Action item. Print every line of the listing exactly, please.

Records provided.
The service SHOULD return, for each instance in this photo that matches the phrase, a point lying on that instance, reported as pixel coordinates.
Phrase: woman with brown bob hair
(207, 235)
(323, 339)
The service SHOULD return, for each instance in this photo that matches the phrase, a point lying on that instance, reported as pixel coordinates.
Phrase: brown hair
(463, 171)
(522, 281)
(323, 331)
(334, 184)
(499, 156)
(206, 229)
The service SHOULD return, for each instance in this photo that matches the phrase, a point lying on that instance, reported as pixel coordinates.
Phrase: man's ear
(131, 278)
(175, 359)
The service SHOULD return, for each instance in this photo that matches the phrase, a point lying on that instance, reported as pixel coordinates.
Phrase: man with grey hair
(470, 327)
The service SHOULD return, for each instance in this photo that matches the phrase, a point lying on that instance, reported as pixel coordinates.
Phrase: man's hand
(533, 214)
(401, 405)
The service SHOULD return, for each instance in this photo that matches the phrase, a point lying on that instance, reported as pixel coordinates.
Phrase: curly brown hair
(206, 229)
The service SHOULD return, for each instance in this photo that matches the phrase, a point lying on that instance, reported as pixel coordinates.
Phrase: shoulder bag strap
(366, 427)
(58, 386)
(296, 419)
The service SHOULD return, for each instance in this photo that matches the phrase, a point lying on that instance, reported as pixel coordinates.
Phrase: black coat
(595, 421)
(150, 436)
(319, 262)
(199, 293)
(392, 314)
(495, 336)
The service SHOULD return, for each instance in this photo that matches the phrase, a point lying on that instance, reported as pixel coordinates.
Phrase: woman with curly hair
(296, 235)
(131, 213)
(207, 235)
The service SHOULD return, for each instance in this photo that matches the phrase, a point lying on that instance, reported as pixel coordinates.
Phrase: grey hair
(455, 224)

Expected answer.
The service SHOULD return, for each instance in this photo that matches the phrase, a point lying on that instance, reported as pixel coordinates.
Phrase: woman with brown bob hair
(207, 235)
(323, 339)
The service SHOULD return, for each instance in this photo that matches the phrase, a point lying on that instance, reported as pixel coordinates.
Phrase: brown hair
(463, 171)
(522, 281)
(323, 331)
(334, 184)
(499, 156)
(206, 229)
The service SHOULD return, for each instance in this photo that matches the phrase, a point lying on that instance, reported as pixel coordinates.
Phrase: man's ear
(131, 278)
(175, 359)
The service SHOULD return, for each instance in this photo that matches the phrase, a point lying on that instance, reported as pixel coordinates.
Phrase: man with grey hair
(470, 327)
The service SHOULD return, for each instance in this photo that matches the phrase, a point lying on that instance, reported as pixel coordinates.
Phrase: man's hand
(533, 214)
(401, 405)
The service SHOULD return, for each instance in this photo that matches the phrase, a point lying on that instance, reported as pixel coordinates.
Phrase: curly brown hair
(206, 229)
The service SHOULD return, for each instance in this photo that matches the phrase, a point lying on that instance, reported as pixel coordinates.
Phrase: shoulder bag strap
(366, 427)
(58, 386)
(296, 419)
The service SHOULD return, for each instance in this photo that matches the phrase, a point lying on that instance, reported as pixel coordinates.
Phrase: black coat
(595, 421)
(150, 436)
(319, 262)
(199, 293)
(392, 314)
(495, 336)
The service SHOULD return, for each instance in this photo that matches the phrase, a point lying on that instance, reported as pixel coordinates.
Phrase: woman with curly hair
(296, 235)
(131, 213)
(207, 235)
The service SHOULD return, for each instance in this photo that matches the phrase, a point lying on that instance, reported as pixel coordinates.
Phrase: grey hair
(455, 224)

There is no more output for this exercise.